>>>

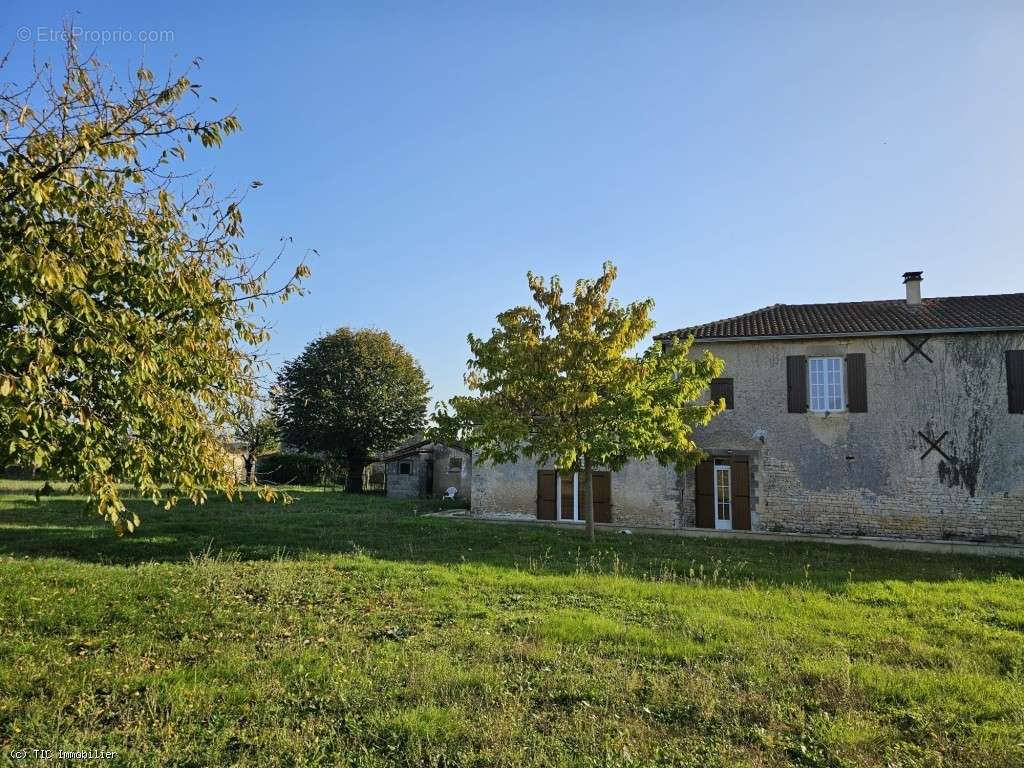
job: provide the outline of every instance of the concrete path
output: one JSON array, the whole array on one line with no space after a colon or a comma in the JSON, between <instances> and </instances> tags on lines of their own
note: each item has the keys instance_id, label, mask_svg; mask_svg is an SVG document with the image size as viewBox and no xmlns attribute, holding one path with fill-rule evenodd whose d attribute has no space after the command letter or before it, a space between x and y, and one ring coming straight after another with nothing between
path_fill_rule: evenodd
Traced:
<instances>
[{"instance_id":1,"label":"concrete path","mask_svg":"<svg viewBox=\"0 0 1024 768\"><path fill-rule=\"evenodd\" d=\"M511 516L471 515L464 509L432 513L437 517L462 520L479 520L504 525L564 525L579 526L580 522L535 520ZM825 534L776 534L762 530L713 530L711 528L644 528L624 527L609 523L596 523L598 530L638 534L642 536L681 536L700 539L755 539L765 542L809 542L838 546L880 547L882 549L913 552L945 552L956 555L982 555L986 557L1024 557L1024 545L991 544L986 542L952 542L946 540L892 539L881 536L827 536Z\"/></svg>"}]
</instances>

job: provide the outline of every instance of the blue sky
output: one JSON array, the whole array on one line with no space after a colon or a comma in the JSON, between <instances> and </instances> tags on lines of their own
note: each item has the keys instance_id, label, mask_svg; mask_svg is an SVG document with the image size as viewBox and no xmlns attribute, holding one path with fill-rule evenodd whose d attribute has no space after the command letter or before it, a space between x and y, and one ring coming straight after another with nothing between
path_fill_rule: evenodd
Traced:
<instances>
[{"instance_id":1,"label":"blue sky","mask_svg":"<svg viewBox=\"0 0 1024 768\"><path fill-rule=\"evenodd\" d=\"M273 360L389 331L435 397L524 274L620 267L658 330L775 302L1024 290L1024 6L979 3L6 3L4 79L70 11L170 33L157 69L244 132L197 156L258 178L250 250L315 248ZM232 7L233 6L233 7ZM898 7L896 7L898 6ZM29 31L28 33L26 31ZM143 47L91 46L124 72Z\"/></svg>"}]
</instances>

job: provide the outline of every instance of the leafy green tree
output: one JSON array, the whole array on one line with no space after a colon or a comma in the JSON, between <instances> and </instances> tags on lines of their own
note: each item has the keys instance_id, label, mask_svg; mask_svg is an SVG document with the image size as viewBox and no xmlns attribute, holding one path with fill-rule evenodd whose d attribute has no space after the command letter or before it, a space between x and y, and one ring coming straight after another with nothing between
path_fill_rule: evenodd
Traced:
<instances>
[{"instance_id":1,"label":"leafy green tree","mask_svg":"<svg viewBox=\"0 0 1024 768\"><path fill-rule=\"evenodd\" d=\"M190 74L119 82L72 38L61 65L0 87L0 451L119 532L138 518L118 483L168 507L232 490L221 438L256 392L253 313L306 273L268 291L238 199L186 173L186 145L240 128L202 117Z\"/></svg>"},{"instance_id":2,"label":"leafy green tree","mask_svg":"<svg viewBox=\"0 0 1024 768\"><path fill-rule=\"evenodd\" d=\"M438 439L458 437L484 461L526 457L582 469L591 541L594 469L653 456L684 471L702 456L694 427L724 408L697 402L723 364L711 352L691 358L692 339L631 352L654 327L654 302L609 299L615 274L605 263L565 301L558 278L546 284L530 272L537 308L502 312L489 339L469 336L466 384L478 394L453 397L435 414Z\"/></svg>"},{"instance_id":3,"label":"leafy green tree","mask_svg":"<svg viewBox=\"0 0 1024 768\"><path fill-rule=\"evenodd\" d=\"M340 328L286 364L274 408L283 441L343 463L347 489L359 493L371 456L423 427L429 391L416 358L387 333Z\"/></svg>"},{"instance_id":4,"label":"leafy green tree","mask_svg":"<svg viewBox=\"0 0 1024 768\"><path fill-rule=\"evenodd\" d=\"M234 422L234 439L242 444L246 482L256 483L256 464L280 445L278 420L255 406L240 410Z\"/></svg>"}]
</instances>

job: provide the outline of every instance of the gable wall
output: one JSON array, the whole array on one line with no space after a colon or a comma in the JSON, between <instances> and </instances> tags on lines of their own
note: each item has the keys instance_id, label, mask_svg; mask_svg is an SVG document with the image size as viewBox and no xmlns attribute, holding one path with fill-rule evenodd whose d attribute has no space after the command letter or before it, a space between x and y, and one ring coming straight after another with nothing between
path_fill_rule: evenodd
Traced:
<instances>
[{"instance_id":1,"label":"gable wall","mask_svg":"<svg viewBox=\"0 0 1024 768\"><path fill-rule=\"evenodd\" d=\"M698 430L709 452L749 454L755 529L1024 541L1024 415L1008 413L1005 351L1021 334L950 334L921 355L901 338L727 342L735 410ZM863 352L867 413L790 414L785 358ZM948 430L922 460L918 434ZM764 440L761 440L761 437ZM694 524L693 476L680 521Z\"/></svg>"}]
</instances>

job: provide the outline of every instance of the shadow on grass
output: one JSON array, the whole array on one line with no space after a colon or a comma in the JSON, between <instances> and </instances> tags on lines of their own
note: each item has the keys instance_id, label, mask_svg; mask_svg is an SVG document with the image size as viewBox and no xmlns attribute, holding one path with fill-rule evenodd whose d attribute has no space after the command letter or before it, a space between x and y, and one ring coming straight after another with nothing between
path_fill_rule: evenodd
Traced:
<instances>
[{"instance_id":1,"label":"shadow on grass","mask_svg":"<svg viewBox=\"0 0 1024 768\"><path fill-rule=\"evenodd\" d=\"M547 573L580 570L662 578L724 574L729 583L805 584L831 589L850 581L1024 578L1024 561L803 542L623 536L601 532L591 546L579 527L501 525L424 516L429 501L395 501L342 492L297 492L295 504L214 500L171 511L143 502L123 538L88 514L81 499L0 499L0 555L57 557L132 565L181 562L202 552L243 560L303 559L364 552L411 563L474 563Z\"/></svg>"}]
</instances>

<<<

How many lines of the rows above contain the string "outline", with case counting? Reply with the number alone.

5